| TEXT PASSAGE |
§ §
DISCLAIMER: I like Geten better than Dabi. I don't think he's better developed; I don't think he's a better character--I just like him better. This is largely down to the fact that I find the MLA fascinating from a worldbuilding perspective and its members compelling personally, whereas I’m less interested in Dabi personally than I am the Todoroki Drama on the whole, and have been tired of Fanon Dabi for approximately 83 years. I’ll also be the first to admit that my take on Dabi is pretty mercenary--hardly the irredeemable psychopath the Hero Stans on Twitter see, but nothing close to Secretly Soft Big Brother Touya, either. If that’s not your bag, you may want to skip this one.

So, here's a bullet point list of the reasons I have personally seen on why the League was always planning to turn on the MLA:

Dabi and Toga mention "getting started early," and Shigaraki mentions a plan, suggesting that the League had a plan in place independent of the one they arranged as the PLF.

Shigaraki says he won't forgive the Liberation Army for messing with peoples' feelings, so he would never really mean it when he forges an alliance with them.

The MLA is quirk supremacist, like Endeavor, so Dabi would never work with them.

Dabi is just using Skeptic against Skeptic's will; it’s not a willing partnership.

Mr. Compress rejects the PLF moniker for Shigaraki, ergo Mr. Compress didn’t genuinely associate Shigaraki and the League with the PLF.

Toga hated Curious, so she wouldn't want to work with the MLA either.

Twice would never forgive them for what they did to Giran.

[Error: argument about Spinner's opinion on the PLF not found.]

So, let's go over those, shall we? Note that a lot of what I'm going to lay out below isn't conclusive. What I want to establish is simply that the canonical evidence isn't conclusive, certainly not as much so as the people who support this view espouse.

|| Dabi and Toga mention "getting started early," and Shigaraki mentions a plan, suggesting that the League had a plan in place independent of the one they arranged as the PLF.

In responses to my recent Overhaul post, I defended Viz’s official translation as an accurate rendering of the dialogue in question. In general, I feel like Caleb Cook is pretty reliable in his translations, if sometimes kind of stiff or dry in localization. However, there are times he makes assumptions about lines--as indeed a translator for a currently-running series will sometimes have to--and sometimes, those assumptions don’t pan out. This is one of those times.

Dabi's line, "Shall we get started early?" is based on an assumption Cook made about a line that doesn't have an actual subject. In the original dialogue--Hayame ni hajimaru ka--there is no “we,” not even in the form of some implicit collective in Dabi’s grammatical inflection, nor is there a question of "should." All Dabi’s doing is musing that the start (again, there’s no subject, and so no indication of the start of what, or the start as initiated by who) is happening early.

Toga's line communicates much the same, save that she does specify that the schedule/plan/arrangement is happening earlier than expected--which is totally true, since her line is in response to Dabi observing that Machia moving must mean Shigaraki's awake, and Shigaraki was supposed to be down for another month.
§ §
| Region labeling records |
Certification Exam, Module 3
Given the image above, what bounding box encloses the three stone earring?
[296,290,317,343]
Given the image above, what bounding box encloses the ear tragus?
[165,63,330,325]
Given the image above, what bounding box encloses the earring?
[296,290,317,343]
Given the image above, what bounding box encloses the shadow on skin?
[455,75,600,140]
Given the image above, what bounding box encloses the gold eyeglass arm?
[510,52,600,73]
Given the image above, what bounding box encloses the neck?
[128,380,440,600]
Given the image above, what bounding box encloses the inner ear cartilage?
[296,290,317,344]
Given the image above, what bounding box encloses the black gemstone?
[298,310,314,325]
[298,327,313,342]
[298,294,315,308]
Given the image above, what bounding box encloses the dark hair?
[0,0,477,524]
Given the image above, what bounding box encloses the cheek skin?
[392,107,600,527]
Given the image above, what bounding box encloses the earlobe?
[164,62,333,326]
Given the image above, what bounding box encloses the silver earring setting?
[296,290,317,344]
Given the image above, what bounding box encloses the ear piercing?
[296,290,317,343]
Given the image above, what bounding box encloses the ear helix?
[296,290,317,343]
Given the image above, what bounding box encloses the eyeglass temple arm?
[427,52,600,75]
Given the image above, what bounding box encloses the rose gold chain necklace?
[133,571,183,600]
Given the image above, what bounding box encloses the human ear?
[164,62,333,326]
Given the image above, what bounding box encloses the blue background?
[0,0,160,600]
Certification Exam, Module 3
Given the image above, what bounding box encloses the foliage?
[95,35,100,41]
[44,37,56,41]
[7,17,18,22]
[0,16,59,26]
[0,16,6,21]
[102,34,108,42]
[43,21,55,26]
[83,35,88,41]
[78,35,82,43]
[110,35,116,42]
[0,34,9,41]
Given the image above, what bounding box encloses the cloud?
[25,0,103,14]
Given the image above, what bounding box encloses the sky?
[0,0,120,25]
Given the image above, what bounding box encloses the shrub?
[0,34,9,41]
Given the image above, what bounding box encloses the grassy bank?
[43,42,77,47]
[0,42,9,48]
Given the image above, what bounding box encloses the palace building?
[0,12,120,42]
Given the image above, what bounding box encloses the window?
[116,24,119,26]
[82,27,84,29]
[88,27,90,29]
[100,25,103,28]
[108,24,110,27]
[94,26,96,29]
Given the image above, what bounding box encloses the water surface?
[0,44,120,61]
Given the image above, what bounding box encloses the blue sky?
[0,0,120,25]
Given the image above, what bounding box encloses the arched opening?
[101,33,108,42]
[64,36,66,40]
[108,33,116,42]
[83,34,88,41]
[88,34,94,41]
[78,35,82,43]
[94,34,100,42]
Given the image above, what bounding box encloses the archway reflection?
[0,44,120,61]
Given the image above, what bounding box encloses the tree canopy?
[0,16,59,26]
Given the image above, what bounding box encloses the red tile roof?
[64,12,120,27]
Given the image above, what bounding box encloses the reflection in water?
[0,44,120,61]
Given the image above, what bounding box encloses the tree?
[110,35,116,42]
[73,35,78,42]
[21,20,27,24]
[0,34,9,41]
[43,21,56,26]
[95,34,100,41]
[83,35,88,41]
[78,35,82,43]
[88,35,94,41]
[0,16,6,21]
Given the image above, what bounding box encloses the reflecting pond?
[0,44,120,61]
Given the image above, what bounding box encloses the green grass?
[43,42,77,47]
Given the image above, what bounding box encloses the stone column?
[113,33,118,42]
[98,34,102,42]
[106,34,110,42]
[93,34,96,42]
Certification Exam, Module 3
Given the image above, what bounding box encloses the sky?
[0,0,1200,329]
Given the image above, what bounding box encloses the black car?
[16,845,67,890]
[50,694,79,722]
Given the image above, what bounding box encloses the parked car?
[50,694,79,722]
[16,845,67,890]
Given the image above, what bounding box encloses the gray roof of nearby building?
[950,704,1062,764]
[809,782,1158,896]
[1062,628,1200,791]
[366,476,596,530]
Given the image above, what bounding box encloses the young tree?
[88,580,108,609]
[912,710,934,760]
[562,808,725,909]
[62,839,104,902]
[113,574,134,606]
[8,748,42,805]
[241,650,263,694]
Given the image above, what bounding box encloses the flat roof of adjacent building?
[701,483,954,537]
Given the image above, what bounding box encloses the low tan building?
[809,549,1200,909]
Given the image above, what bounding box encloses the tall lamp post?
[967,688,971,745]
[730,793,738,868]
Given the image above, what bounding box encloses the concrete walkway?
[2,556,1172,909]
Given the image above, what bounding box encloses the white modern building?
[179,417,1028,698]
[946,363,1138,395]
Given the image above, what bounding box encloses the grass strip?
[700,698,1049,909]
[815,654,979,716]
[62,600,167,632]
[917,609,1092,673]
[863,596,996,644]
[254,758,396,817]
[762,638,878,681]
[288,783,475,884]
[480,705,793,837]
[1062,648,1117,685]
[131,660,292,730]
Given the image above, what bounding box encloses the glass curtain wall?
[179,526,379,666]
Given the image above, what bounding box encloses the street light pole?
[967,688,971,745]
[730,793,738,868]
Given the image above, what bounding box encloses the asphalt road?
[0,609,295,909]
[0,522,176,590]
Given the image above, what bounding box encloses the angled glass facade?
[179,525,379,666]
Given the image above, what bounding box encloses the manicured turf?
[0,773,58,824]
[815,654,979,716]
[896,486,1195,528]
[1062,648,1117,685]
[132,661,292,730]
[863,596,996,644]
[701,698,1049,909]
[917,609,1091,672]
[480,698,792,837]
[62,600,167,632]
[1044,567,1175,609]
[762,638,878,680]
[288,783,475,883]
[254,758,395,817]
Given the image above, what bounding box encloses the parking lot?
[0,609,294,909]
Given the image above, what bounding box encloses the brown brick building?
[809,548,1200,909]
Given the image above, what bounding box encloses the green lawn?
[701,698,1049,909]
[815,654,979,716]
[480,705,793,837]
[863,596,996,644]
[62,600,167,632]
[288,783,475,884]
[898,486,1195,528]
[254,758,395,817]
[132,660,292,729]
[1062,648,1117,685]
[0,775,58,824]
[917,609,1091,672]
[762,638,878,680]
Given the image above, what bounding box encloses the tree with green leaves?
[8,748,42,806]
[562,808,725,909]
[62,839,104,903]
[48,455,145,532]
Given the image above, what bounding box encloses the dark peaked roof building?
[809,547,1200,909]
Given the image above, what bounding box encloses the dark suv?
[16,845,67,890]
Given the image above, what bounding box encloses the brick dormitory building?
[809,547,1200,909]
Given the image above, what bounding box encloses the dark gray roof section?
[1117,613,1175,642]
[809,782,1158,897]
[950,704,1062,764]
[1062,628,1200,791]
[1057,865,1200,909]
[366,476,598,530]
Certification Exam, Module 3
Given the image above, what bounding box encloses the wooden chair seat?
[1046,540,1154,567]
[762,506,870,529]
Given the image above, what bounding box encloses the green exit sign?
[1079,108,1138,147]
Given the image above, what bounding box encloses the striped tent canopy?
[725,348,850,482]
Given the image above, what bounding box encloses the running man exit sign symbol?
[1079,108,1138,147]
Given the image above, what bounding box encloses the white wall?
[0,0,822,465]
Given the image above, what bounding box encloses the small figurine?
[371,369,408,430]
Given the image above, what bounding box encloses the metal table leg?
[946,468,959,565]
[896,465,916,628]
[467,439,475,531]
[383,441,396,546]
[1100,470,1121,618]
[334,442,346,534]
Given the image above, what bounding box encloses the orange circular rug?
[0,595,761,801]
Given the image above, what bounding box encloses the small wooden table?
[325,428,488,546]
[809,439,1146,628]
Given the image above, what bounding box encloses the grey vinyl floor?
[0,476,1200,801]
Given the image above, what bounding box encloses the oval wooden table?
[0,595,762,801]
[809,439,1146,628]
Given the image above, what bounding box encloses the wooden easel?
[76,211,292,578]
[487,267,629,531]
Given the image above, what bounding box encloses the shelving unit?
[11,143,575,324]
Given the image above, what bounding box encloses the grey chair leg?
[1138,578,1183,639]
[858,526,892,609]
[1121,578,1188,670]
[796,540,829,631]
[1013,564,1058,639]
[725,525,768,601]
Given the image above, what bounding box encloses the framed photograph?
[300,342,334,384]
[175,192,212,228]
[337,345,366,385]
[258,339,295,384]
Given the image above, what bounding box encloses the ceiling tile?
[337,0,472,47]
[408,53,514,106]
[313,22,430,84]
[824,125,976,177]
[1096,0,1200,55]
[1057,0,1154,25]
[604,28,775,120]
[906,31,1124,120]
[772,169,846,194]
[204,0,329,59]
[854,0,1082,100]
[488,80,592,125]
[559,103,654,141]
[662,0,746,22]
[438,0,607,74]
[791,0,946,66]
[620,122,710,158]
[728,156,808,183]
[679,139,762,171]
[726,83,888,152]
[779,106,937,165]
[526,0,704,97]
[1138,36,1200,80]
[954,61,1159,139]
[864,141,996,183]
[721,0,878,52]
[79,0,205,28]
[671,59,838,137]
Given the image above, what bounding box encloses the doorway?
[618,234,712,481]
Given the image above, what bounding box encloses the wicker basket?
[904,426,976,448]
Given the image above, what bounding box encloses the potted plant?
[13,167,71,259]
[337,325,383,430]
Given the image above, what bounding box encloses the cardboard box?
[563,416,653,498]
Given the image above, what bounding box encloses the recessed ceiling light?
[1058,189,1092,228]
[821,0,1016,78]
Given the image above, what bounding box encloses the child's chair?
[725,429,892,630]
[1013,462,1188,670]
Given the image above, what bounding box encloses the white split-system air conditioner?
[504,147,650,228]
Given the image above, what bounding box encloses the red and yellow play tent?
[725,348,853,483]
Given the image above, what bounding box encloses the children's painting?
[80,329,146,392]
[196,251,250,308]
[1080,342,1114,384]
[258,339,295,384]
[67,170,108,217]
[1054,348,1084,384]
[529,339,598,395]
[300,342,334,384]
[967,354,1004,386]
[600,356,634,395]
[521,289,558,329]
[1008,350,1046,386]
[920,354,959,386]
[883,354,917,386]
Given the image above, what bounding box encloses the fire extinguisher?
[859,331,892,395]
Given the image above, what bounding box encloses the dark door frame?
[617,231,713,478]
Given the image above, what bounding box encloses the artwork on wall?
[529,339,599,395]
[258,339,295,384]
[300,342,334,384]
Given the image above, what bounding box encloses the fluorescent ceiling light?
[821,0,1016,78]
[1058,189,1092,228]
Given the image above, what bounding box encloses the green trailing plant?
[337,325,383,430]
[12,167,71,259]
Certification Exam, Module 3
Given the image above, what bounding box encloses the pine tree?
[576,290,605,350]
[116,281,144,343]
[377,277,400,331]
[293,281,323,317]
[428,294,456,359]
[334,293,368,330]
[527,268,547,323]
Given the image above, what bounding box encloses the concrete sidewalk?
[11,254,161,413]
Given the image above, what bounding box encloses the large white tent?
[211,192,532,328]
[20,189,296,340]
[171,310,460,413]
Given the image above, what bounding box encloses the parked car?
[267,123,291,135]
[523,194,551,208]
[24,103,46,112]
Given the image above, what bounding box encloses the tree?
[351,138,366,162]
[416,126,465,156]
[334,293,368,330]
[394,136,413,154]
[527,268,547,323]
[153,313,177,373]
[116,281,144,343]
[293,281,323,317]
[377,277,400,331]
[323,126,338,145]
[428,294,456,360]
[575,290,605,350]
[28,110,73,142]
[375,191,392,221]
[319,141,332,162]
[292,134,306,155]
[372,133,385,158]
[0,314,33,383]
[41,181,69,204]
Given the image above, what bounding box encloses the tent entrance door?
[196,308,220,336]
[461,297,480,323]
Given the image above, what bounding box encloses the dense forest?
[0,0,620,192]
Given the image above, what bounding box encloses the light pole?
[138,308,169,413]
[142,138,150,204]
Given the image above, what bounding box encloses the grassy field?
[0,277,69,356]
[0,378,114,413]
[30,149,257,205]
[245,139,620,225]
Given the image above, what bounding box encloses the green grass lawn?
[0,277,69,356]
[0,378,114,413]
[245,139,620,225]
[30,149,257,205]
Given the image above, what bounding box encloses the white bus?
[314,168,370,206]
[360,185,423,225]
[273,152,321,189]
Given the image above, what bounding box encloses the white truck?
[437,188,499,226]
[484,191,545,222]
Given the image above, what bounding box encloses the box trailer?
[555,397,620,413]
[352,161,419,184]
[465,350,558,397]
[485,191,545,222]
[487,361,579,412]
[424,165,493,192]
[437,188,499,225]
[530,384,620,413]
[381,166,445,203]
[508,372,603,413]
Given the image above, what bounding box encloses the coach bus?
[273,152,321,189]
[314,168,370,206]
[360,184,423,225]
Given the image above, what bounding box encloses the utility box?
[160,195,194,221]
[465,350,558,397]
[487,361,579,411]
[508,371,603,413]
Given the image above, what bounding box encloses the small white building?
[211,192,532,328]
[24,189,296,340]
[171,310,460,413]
§ §
| GIVEN EXERCISE 1 |
Decide whether each statement below agrees with the essay on the League and the MLA. Answer yes or no for each, and quote the words of the essay that settle it.
(a) The writer considers Geten a better-developed character than Dabi.
(b) The original Japanese of Dabi's line contains no "we."
(c) Shigaraki was supposed to stay down for another month.
| GIVEN EXERCISE 2 |
In the essay on the League and the MLA, whom does the writer name as generally reliable in translation?
| GIVEN EXERCISE 3 |
Pick up the essay on the League and the MLA after its final sentence and continue writing it.

| FINAL RESULT 1 |
(a) No: "I don't think he's better developed"
(b) Yes: "there is no “we,” not even in the form of some implicit collective in Dabi’s grammatical inflection"
(c) Yes: "Shigaraki was supposed to be down for another month"

| FINAL RESULT 2 |
Caleb Cook.

| FINAL RESULT 3 |
Shigaraki's line, like Dabi's, lacks a subject to describe what exactly is supposed to start as soon as Shigaraki wakes. He's saying something that would, in a more stilted way, be, "I wake up and then it's the start, right?"

None of these lines suggest that the characters are necessarily talking about any plan other than the one the PLF laid out. Yes, it looks somewhat damning that Shigaraki's first action (after getting himself a cape, anyway) is to have Machia bring him the League, but heck, maybe that was always the plan. Just because Shigaraki wants to rejoin his comrades doesn't mean the rest of the PLF didn't already have machinations that they were supposed to set into motion the moment Machia left. After all, the plan as Hawks understood it did involve simultaneous attacks on major cities--maybe the League was going to be spearheading one of those attacks. Further, Shigaraki knew something was wrong from the moment he regained consciousness, and we don’t know how that knowledge affected the call he made. Hell, maybe the original plan was for the League to be brought to meet him somewhere in a chartered limo; we don’t know.

It's telling that this idea that the League had a Secret Plan to screw over the MLA rarely seems to account for Mr. Compress and Spinner being confused over the suddenness of events. The response to questions about this seems to be that the "villain trio" knew about it, so the ignorance of the rest of the League can just be handwaved--the important members knew, and that's enough. This is ungenerous towards both Twice and Mr. Compress, but I have got particularly little time for Spinner, the narrator of MVA and guy who decided to devote his all to Shigaraki, being disrespected in this fashion. More on that later.

|| Shigaraki says he won't forgive the Liberation Army for messing with peoples' feelings, so he would never really mean it when he forges an alliance with them.

Shigaraki does say he won't forgive the MLA, but consider what he did to the MLA and its leader. He destroyed most of their stronghold, killed scores of them, is directly responsible for Re-Destro losing his legs, and saw that vaunted descendant of Destro about six inches shy of full forehead-on-the-ground dogeza. The League Shigaraki commands killed a great many more of them, including one of their inner circle. He commandeered the Liberation Army, its resources, and its grand cause. I think it’s safe to say he’s more than responded in kind!

I'm not saying Shigaraki feels for the MLA the same way he does about the League, far from it, but I do think he's practical enough after two hundred chapters of character development not to throw them away out of spite. In Chapter 246, he tells Ujiko explicitly, "When someone offers me something, I take it," and, "I'm done taking the heroes lightly. I'll use everything I've got to obliterate the dregs All Might left behind." From a purely practical standpoint, if he intends to throw everything he has at the heroes, he has no reason to throw the MLA under the bus, and 116,000 reasons to keep them around. I'm altogether sure that, so long as they stood to be useful to his plans, he would have kept them around.

|| The MLA is quirk supremacist, like Endeavor, so Dabi would never work with them. + || Dabi is just using Skeptic against Skeptic's will; it’s not a willing partnership.

I hadn’t seen the second point in the wild, but I suppose it must be how the “The League will betray the MLA” theorists are getting around Dabi and Skeptic’s clear collaboration and how that collaboration totally scuttles the first point, huh? Hilarious.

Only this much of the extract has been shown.